» PROMPT: For the word "bicycle", return each line of the data in which it occurs.

•••••

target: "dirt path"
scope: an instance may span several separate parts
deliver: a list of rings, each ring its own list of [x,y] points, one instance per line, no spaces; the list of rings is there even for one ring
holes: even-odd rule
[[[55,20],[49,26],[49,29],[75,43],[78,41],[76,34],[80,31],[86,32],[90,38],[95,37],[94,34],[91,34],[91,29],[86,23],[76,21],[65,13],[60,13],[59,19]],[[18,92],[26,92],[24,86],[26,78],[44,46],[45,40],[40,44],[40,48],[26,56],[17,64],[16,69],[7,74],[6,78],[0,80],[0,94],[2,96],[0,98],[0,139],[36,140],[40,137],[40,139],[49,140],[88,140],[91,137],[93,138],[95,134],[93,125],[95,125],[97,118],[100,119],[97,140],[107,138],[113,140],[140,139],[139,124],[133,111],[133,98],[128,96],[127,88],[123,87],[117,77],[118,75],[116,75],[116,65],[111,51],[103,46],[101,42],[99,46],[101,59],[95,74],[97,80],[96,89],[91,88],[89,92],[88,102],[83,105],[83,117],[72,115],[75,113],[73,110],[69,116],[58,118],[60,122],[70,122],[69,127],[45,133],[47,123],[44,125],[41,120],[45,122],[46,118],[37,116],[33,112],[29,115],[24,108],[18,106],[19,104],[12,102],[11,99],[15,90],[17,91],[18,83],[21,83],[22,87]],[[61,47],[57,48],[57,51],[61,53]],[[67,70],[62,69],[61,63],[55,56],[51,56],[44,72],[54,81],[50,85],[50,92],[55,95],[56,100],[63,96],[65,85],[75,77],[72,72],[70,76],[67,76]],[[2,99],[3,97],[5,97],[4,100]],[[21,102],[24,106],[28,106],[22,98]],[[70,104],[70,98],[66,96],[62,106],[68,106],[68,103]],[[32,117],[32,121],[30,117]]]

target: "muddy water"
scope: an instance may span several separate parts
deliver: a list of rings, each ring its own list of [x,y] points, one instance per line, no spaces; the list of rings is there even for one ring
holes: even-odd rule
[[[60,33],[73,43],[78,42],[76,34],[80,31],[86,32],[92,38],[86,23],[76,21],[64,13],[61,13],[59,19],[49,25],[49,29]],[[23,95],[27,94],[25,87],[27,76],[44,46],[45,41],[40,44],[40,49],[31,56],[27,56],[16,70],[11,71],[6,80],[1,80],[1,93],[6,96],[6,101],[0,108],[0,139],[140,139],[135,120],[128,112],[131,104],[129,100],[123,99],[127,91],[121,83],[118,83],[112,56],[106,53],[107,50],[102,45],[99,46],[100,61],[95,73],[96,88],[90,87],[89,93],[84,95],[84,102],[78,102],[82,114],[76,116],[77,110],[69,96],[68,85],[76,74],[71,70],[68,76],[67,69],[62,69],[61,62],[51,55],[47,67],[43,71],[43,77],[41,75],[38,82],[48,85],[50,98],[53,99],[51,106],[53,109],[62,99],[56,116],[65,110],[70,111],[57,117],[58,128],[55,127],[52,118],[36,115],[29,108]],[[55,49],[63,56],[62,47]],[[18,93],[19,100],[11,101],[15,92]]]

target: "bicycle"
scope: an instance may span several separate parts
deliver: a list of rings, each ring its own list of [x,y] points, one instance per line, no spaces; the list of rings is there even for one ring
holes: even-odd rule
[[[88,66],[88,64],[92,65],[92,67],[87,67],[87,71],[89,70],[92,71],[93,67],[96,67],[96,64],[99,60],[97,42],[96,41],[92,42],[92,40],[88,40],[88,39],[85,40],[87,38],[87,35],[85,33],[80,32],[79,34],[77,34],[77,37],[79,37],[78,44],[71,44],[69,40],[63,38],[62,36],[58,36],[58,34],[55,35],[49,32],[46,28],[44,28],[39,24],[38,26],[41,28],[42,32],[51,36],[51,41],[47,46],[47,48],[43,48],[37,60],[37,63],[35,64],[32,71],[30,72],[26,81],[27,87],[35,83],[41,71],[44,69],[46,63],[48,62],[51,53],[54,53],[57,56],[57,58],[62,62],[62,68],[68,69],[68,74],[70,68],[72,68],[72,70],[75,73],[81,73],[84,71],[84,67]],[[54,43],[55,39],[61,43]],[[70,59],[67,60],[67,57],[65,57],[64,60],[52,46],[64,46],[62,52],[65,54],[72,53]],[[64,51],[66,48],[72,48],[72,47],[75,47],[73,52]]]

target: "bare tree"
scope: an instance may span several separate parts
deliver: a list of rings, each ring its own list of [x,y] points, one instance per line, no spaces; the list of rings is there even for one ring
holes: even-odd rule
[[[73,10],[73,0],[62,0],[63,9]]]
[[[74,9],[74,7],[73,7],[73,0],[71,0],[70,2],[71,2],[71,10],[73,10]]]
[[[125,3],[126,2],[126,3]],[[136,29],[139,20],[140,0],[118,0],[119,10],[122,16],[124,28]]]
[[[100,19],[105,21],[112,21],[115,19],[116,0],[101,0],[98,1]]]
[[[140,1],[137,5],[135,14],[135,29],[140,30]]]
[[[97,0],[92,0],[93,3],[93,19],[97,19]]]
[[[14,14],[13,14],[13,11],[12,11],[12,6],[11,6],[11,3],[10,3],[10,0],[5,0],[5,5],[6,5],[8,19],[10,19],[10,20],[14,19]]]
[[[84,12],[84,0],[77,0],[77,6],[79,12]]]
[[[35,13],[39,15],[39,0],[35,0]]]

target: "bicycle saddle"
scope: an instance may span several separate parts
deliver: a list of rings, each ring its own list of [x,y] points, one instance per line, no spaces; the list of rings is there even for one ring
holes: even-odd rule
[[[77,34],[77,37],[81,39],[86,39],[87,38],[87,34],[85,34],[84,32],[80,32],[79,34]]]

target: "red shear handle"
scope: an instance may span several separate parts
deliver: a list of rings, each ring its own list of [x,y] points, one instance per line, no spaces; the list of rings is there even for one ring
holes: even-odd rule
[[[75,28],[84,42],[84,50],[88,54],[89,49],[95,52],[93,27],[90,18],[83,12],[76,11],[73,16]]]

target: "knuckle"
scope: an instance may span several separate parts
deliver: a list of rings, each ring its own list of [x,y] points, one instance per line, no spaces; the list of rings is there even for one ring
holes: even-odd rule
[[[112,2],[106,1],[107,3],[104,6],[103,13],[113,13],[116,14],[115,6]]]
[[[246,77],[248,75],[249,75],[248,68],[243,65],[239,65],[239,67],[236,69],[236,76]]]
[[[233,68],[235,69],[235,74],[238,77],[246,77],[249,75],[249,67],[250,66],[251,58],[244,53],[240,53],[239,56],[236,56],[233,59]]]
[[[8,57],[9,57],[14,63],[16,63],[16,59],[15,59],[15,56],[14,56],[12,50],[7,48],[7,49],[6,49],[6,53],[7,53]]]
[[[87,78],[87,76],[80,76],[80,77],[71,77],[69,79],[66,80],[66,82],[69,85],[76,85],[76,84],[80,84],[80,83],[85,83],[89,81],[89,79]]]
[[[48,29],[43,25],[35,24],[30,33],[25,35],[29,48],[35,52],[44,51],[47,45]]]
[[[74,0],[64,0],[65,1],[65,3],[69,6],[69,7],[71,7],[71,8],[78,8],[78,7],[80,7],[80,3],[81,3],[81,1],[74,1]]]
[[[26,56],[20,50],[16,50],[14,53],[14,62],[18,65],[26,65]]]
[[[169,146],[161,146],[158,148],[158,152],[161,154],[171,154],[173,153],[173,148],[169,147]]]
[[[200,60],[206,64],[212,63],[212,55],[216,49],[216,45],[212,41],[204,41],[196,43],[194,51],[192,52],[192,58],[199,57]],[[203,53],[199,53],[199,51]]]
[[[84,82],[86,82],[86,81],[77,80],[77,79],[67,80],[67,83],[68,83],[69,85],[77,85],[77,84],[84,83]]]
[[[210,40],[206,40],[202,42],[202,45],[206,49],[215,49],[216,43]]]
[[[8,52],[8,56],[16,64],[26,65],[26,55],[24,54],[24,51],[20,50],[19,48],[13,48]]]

•••••

» SOLUTION TO THE PROBLEM:
target: "bicycle"
target: "bicycle saddle"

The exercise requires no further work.